**SELECTED EXCERPT**:
□ □ □ □

Today we were able to bring LJ home. For the day.
It was awesome.
We played t-ball in the backyard, road our bikes to the park, and played endless games of bubbles, airplanes, and chase. Pretty much a typical weekend day at the Pinchbacks + one.
A woman noted today, "Those boys are two peas in a pod."
They sure are.
Aren't they awesome?
I am blown away at how well-mannered and even-tempered LJ is for all that he's seen in his little life. I give full glory to God for protecting his innocence and a lot of credit to his current foster mom, G-mama. He covers his mouth when he coughs, sleeps like a champ, and eats everything I give him. I am stunned.
The two areas that will be of greatest challenge is 1) helping Ty realize he is not the center of the universe and that his toys need to be shared and 2) proving to LJ that this move is permanent and will re-define his view of family.
Teaching Ty to share is a perfectly natural problem and one that will have life long benefit. It helps to know that we're not alone in battling this. You can tell that poor LJ is used to having everything taken from him (in more ways than one); he is completely void of reaction and goes out of his way to make Ty "happy" with him.
The bonding issues are so much deeper than what we've experienced before. I desperately want to have an adult conversation with our new son and tell him that he is complete in Christ and his position in our family. That God has stamped redemption over his heart and that his life will never be the same...I want to hold him and weep for all the times I wasn't there for him and infuse overflowing joy into his very serious demeanor and sad heart.

□ □ □ □

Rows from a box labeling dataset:
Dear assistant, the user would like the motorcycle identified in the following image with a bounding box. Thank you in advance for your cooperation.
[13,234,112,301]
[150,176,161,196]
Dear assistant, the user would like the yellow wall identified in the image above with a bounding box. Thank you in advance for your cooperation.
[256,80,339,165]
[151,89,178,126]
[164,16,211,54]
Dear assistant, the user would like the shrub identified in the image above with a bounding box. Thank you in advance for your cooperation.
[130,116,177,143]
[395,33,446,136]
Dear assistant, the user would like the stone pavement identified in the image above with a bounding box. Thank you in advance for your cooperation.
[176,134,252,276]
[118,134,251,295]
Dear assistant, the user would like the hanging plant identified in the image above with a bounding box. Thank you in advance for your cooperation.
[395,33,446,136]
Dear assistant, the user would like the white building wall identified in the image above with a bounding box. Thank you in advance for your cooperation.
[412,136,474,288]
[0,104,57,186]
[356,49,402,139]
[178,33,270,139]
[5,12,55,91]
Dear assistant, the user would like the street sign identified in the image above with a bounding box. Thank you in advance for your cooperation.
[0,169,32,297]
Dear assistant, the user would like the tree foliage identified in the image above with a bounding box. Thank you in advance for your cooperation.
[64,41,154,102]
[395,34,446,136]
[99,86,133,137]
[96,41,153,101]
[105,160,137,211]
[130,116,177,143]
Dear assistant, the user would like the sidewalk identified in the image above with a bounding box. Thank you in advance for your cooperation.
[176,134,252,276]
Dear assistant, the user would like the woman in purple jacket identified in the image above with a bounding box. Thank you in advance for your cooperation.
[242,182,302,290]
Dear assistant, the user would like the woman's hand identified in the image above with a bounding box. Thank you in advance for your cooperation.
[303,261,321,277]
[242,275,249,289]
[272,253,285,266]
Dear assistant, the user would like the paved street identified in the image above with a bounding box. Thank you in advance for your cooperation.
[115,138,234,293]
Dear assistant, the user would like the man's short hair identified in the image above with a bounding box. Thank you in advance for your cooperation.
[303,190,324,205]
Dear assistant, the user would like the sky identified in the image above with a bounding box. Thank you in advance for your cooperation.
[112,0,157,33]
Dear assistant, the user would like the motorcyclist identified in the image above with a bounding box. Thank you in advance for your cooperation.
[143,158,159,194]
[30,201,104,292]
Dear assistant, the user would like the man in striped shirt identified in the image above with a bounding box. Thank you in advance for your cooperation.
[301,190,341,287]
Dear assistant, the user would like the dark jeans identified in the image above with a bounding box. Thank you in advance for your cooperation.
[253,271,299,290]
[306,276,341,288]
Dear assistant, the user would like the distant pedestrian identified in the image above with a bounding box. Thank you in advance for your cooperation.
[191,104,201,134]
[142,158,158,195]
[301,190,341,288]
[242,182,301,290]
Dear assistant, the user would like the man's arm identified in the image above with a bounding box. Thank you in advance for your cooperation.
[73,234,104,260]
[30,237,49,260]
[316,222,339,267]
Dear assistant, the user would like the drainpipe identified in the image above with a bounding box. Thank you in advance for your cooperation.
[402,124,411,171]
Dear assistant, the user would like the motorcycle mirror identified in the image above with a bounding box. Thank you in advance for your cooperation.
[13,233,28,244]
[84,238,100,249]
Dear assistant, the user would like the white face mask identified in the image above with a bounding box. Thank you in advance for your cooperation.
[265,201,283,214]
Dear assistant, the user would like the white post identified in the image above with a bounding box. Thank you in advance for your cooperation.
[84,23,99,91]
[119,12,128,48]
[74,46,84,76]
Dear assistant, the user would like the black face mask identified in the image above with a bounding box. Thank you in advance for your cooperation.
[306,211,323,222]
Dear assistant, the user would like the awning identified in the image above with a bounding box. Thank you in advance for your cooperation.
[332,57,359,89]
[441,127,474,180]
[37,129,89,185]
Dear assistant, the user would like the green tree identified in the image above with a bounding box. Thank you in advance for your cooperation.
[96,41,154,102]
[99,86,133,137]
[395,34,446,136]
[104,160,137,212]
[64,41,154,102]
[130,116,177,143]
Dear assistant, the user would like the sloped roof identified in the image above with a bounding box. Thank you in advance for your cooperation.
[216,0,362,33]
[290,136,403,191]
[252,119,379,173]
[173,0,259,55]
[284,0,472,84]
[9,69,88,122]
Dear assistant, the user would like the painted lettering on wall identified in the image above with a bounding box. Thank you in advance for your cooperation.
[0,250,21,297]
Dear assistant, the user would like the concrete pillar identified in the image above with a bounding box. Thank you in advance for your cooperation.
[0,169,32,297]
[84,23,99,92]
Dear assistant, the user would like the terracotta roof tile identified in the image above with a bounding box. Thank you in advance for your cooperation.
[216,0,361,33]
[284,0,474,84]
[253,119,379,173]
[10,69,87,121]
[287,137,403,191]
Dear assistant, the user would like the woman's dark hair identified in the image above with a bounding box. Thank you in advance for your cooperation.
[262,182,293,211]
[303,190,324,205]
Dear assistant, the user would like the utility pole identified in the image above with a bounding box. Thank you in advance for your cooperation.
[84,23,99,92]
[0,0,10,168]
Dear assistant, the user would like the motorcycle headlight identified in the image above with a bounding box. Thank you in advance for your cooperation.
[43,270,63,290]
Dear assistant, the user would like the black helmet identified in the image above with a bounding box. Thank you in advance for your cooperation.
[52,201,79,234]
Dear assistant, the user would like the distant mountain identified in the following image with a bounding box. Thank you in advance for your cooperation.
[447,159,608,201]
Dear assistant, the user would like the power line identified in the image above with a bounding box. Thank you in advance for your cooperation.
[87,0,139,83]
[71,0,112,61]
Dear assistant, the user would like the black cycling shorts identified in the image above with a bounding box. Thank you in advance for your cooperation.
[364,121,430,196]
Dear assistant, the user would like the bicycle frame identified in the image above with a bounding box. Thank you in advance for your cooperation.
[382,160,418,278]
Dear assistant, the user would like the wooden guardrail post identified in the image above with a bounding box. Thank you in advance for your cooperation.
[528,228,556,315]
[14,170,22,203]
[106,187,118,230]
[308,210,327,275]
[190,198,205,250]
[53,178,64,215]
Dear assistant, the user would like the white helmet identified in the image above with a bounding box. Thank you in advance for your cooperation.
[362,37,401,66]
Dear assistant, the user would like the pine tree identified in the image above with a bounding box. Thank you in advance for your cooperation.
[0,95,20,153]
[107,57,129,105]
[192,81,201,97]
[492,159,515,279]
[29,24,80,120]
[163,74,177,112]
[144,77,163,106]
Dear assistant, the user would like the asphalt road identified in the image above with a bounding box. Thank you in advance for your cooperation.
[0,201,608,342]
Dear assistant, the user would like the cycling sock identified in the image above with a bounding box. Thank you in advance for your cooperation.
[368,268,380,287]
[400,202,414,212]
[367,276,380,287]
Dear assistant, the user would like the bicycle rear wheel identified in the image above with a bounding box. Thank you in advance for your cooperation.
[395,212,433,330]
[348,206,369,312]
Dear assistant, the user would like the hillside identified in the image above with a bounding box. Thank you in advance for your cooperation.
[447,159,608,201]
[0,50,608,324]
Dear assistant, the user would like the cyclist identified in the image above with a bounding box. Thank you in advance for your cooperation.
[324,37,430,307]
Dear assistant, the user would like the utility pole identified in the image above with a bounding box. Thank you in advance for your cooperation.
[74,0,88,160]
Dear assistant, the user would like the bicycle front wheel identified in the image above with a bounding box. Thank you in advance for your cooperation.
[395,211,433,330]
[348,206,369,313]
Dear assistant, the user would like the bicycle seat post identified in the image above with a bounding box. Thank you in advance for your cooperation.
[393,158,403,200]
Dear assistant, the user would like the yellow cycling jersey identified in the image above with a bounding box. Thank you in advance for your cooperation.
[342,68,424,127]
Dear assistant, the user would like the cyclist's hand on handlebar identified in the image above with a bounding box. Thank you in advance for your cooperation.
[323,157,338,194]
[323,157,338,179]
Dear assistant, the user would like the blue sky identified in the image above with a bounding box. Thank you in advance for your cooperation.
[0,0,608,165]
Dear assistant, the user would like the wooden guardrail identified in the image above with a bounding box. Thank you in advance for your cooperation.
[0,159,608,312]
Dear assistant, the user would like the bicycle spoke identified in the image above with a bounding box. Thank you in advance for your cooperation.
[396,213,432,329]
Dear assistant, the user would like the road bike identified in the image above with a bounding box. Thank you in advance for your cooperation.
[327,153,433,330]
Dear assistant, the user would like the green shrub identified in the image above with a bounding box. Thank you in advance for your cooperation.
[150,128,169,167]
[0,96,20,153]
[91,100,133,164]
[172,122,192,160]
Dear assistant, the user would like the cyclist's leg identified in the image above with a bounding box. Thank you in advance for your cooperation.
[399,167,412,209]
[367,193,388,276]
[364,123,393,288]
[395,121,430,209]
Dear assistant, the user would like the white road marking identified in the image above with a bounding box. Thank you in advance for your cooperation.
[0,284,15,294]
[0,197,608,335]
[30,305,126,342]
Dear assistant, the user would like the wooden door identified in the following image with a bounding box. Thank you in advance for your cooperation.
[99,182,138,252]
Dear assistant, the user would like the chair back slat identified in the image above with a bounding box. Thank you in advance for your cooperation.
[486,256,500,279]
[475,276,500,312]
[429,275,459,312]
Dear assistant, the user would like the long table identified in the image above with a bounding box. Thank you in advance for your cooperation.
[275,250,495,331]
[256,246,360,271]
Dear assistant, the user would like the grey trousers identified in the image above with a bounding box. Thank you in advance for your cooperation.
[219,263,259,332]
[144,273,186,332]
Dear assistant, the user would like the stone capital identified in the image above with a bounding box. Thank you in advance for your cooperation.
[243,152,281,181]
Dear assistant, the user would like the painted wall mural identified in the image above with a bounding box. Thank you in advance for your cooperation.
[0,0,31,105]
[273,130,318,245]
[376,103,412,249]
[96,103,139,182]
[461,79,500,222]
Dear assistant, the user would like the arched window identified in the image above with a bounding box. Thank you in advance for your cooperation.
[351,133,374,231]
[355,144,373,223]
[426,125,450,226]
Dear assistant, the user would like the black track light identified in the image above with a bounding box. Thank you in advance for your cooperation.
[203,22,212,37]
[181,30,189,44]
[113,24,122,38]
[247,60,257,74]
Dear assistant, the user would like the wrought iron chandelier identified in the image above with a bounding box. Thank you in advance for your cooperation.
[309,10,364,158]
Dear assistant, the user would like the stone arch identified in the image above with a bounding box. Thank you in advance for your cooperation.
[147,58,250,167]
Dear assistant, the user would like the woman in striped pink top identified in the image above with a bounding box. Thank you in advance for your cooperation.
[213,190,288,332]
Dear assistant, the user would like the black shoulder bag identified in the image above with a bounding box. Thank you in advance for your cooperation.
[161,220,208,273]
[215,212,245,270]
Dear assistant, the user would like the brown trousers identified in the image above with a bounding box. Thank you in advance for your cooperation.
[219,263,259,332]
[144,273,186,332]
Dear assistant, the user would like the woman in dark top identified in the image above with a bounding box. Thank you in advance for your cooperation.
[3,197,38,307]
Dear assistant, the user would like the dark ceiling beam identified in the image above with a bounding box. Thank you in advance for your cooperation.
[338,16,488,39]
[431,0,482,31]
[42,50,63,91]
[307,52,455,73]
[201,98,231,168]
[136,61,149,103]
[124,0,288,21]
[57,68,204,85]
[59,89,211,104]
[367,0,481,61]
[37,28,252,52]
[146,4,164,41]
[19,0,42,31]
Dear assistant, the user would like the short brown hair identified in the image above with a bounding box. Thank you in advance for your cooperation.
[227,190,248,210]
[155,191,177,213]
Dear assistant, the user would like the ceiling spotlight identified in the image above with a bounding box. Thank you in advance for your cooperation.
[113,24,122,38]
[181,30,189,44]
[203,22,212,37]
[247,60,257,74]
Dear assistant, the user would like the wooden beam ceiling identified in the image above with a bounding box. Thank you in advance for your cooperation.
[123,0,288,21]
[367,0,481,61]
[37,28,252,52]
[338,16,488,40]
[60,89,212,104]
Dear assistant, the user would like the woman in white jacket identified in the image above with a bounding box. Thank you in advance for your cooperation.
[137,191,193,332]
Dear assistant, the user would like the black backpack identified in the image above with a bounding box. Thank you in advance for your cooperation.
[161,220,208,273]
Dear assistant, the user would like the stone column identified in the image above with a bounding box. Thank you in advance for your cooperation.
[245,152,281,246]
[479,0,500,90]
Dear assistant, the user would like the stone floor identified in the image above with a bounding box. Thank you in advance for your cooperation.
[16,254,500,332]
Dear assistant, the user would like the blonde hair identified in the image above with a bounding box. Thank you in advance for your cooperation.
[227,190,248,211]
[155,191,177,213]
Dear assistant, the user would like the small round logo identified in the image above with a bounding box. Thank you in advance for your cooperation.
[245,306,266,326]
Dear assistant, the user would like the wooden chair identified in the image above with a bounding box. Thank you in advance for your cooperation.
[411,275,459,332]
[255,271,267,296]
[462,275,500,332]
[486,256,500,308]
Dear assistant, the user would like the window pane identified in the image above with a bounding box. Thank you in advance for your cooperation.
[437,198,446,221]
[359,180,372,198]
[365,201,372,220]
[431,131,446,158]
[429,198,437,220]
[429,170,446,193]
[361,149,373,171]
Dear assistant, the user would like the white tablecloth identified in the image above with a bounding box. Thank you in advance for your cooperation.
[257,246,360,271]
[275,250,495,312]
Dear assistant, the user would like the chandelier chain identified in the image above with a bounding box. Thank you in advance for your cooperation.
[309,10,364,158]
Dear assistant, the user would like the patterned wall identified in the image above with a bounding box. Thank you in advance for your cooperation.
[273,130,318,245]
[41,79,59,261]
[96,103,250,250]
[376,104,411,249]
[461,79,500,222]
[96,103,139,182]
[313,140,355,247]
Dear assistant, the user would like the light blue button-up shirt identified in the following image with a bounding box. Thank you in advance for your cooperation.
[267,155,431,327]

□ □ □ □

Pick up the post about LJ's day at home right after its last sentence and carry it further.

Instead... I am forced to love him from a distance, with a relaxed attitude, and light hearted interactions. It's tough.
He does have moments of laughter and bouts of silly with Ty, but never me or Ben. I even tried tickling him, today, and was met with cold eyes and serious lips. It will take time.
I am secure in me and motherhood, so it's easy to trust God. God has a plan for this little boy; there's no mistaking it.
Ty's friendship and brotherhood will be a healing balm to LJ's little heart. Ty litters him with kisses and hugs and hand holding. I am so proud.
And Ben. Oh, Ben. My incredibly loving, tender, not-many-guys-could-go-along-for-this-ride husband. He is such a lover and protector...for all of us. LJ is smitten with him. Everything is, "hi, dad!", "okay, dad?", "look at me dad!", "I see you dad"... I am just the girl in the corner that likes to take pictures and Ty calls, "Mom." [smile]. I'm okay with that.
We had a GREAT day as a family. It's a one hour drive (one way) to LJ for each visit. That part is getting annoying, but only a few more days of that! We dropped him off tonight with his G-mama and a somber Ty said, "Mom...I miss him already." I love that boy. He is a gift from God.
We were cuddling tonight before bed and Ty said, "You know what Mom? I love you." I didn't know that I needed to hear that, but it was a direct connect to my heart. The love of God is so satisfying it leaves you full for days.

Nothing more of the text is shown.